#### [What this exercise asks]
A - From the catalysis center announcement, repeat the passage that begins at the words "To that end, researchers" and stops after "or electrochemical stimuli.", keeping every word unchanged.
B - Answer these questions using the catalysis center announcement:
(i) Who will lead the new center?
(ii) According to the announcement, how do synthetic chemists generally run chemical reactions?
(iii) What could be used to switch the catalysts on or off?

The National Science Foundation has announced a five-year, $1.8 million award to establish the NSF Center for Integrated Catalysis, or CIC, effective Sept. 1. The center will be led by Paula Diaconescu, a UCLA professor of chemistry and biochemistry.
The center will develop the fundamental chemistry needed to prepare synthetic plastics in a novel way. The research could lead to new materials that are sustainable, degradable and of high enough complexity for commercial uses.
The inspiration for the research conducted at the CIC, Diaconescu said, comes from nature’s ability to produce structurally complex products by combining a number of different processes and chemical reactions. Synthetic chemists, on the other hand, generally run each chemical reaction individually and sequentially in order to create a product. The goal of the CIC is to mimic the efficiency of biological systems in synthetic chemical catalytic processes.
To that end, researchers with the center will work to create a system that employs a single chemical reactor using multiple, spatially separated catalysts that could also be switched on or off by using light or electrochemical stimuli.
Simple starting materials will be used to “supply networks of multiple catalysts operating together on a single platform, with the aid of temporal and spatial control, to produce new polymeric materials,” Diaconescu said.

#### [Data]
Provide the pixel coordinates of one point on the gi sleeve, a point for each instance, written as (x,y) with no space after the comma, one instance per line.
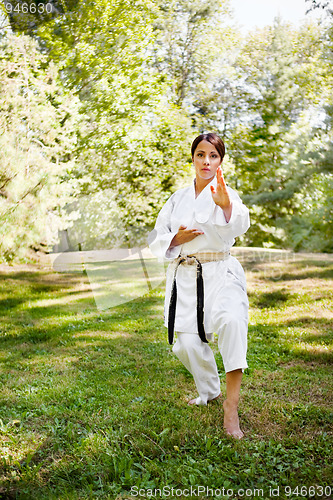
(239,221)
(161,236)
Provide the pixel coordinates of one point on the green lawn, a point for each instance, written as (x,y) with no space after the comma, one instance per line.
(93,402)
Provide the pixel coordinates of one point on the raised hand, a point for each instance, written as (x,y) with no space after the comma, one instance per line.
(220,195)
(184,235)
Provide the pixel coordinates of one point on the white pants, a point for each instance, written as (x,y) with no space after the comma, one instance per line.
(230,319)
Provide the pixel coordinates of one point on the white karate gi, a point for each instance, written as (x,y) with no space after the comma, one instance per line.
(225,298)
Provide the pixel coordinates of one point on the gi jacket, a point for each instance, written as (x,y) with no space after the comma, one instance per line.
(183,208)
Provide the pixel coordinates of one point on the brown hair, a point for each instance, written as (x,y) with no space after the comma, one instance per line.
(214,139)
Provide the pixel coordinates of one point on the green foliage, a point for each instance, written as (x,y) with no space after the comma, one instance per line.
(94,403)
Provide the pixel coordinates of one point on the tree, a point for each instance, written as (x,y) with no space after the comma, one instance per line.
(38,121)
(271,149)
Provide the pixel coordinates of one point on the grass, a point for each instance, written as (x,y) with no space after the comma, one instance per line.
(93,402)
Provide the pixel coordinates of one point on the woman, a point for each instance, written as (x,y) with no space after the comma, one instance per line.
(206,293)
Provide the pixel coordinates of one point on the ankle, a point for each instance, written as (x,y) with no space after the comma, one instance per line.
(232,404)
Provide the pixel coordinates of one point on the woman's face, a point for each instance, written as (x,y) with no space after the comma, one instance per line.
(206,160)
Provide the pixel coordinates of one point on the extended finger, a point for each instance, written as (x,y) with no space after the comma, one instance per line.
(220,178)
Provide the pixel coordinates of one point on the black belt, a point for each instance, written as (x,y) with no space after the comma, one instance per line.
(200,301)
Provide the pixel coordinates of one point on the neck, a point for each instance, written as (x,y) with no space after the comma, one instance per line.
(200,184)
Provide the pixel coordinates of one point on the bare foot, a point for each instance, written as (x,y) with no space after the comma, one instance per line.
(231,420)
(194,401)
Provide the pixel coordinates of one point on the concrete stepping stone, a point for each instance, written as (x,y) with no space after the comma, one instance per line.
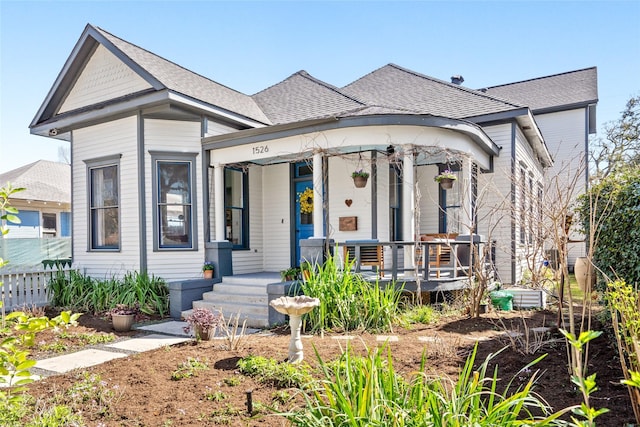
(147,342)
(80,359)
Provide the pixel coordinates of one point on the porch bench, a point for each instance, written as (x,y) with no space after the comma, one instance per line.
(370,256)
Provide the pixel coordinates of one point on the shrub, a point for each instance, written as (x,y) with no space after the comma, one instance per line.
(614,203)
(272,372)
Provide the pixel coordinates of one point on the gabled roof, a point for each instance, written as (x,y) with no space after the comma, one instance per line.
(303,97)
(552,93)
(43,180)
(398,87)
(162,75)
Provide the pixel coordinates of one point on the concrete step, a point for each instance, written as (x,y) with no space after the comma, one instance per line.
(237,288)
(236,298)
(244,294)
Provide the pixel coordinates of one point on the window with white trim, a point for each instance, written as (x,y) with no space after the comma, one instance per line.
(174,207)
(104,203)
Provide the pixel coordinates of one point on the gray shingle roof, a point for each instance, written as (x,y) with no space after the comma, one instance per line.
(302,97)
(552,92)
(181,80)
(44,181)
(397,87)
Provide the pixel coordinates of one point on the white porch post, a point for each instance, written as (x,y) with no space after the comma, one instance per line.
(408,204)
(466,218)
(318,201)
(218,182)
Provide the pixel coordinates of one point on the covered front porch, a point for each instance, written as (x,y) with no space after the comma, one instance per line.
(256,179)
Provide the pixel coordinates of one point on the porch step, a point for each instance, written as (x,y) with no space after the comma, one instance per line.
(245,294)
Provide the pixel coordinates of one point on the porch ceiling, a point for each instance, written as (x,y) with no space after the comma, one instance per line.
(433,139)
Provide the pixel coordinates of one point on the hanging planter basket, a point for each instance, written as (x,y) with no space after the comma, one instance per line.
(446,183)
(360,181)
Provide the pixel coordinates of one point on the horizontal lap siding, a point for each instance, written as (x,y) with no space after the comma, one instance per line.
(180,137)
(565,133)
(104,77)
(114,138)
(494,194)
(429,199)
(342,188)
(525,157)
(276,218)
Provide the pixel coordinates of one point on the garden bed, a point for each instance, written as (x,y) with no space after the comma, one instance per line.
(139,390)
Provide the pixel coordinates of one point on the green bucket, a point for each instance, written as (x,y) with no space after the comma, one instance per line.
(501,300)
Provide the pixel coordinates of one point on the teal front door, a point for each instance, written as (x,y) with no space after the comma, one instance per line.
(304,213)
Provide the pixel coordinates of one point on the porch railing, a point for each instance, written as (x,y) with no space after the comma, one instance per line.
(26,287)
(444,260)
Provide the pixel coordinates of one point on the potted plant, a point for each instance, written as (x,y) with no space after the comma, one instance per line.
(360,178)
(207,270)
(289,274)
(204,323)
(445,179)
(305,268)
(123,316)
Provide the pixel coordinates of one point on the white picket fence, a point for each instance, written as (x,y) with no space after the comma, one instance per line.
(26,288)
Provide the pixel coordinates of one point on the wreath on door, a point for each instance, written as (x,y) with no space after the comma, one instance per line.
(306,201)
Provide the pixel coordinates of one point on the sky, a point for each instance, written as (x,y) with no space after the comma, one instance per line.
(249,46)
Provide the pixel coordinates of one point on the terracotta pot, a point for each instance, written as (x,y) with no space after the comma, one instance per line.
(360,181)
(446,183)
(201,335)
(122,322)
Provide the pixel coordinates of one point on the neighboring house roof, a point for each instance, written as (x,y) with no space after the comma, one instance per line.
(398,87)
(43,180)
(303,97)
(552,93)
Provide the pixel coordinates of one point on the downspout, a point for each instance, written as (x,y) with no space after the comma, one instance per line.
(374,195)
(206,229)
(513,201)
(142,209)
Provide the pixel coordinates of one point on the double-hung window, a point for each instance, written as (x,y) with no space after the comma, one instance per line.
(174,202)
(104,203)
(236,208)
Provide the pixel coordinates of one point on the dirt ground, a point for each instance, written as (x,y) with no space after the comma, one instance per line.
(138,390)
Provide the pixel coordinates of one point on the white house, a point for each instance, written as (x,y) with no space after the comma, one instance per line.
(44,231)
(170,168)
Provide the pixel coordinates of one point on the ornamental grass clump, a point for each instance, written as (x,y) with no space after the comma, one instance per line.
(366,391)
(347,301)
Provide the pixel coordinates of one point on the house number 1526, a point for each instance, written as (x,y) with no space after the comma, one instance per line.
(260,149)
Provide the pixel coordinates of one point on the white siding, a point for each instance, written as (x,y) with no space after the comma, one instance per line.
(276,218)
(251,260)
(429,199)
(494,198)
(118,137)
(382,167)
(525,158)
(104,77)
(341,189)
(180,137)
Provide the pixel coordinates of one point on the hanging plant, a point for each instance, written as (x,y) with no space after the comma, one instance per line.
(306,201)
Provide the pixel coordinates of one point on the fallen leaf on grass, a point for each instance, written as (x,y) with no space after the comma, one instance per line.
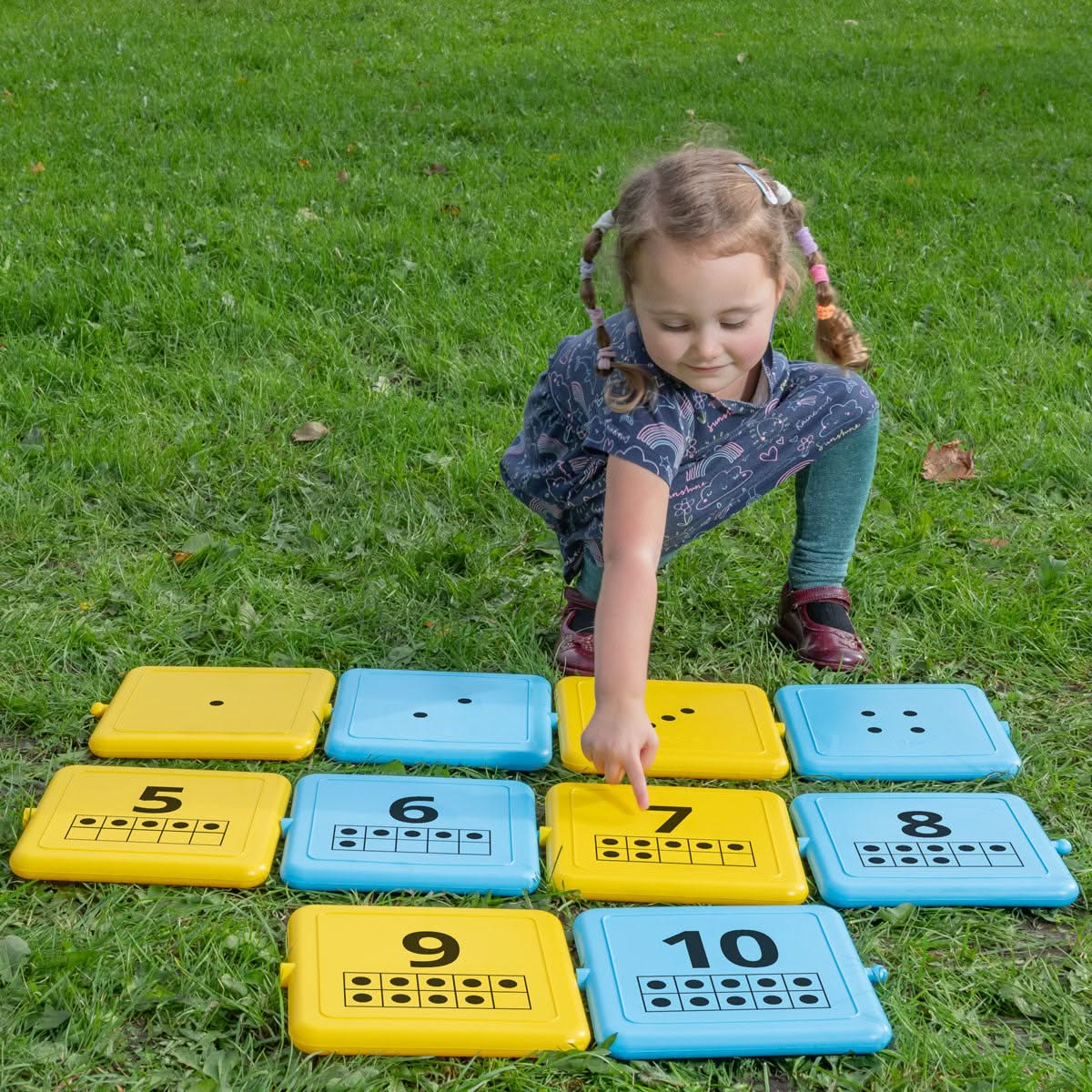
(309,432)
(948,462)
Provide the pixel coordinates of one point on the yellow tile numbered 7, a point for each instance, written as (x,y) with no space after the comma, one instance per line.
(126,824)
(214,713)
(692,845)
(430,981)
(708,731)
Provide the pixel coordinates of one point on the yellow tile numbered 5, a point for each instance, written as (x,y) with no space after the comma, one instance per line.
(707,730)
(126,824)
(692,845)
(214,713)
(432,981)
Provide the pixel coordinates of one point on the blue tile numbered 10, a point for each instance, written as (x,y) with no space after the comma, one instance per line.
(926,732)
(454,718)
(687,982)
(354,831)
(931,849)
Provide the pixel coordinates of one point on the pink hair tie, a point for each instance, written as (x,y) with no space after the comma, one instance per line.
(804,240)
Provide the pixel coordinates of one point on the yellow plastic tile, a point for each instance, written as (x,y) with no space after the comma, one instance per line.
(412,981)
(708,731)
(693,845)
(125,824)
(214,713)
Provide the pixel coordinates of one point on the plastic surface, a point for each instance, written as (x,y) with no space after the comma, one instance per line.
(141,825)
(707,730)
(214,713)
(931,849)
(905,732)
(716,845)
(456,718)
(723,982)
(426,981)
(380,834)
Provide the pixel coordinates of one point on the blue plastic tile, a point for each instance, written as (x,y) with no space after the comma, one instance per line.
(687,982)
(927,732)
(454,718)
(354,831)
(931,849)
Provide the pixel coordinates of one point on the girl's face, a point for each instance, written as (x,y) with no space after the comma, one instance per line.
(704,320)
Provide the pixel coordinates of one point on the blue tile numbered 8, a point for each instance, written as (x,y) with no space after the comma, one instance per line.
(905,732)
(687,982)
(456,718)
(931,849)
(354,831)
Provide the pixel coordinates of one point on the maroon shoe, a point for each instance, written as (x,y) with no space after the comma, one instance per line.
(823,645)
(576,652)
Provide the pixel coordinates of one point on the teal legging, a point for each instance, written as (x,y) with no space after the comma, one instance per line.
(831,494)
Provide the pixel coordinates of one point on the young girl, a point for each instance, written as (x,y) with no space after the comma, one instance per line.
(662,420)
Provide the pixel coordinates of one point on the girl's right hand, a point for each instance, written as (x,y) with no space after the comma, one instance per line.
(620,740)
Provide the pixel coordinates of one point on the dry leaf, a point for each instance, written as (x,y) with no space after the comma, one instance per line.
(948,462)
(309,432)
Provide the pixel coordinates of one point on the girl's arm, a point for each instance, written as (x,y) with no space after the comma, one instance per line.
(620,737)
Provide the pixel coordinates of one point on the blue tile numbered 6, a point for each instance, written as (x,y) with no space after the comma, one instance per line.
(912,732)
(687,982)
(931,849)
(456,718)
(354,831)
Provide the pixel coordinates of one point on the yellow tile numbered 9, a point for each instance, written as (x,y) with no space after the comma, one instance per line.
(707,730)
(124,824)
(430,981)
(693,845)
(214,713)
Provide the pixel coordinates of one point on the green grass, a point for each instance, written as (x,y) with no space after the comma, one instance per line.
(177,293)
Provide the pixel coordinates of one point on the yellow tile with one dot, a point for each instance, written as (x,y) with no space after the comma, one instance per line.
(126,824)
(708,731)
(430,981)
(692,845)
(214,713)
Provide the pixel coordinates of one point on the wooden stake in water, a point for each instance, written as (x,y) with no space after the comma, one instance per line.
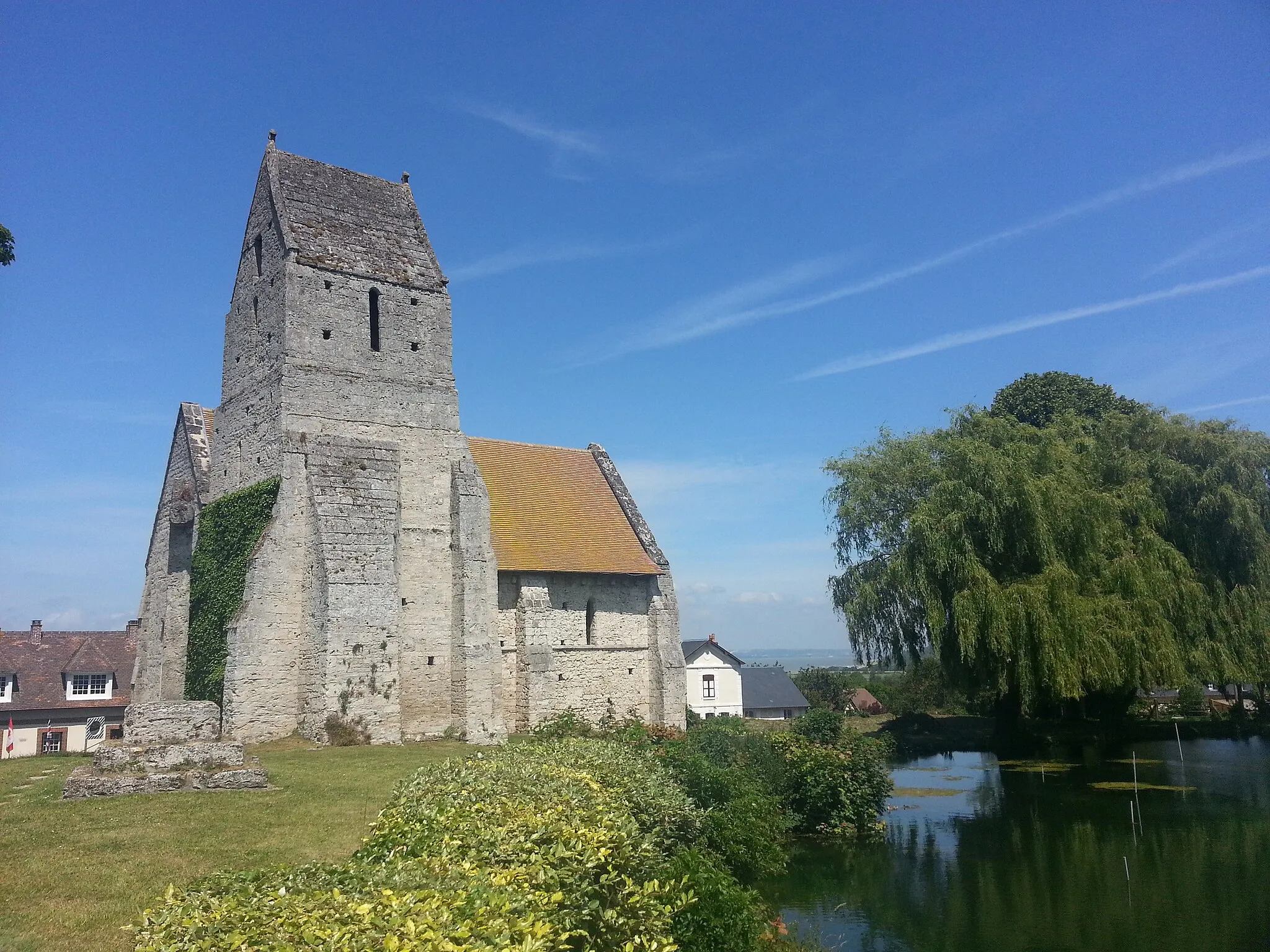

#### [Expected results]
A -
To that end, researchers with the center will work to create a system that employs a single chemical reactor using multiple, spatially separated catalysts that could also be switched on or off by using light or electrochemical stimuli.

B -
(i) Paula Diaconescu, a UCLA professor of chemistry and biochemistry.
(ii) They generally run each chemical reaction individually and sequentially.
(iii) Light or electrochemical stimuli.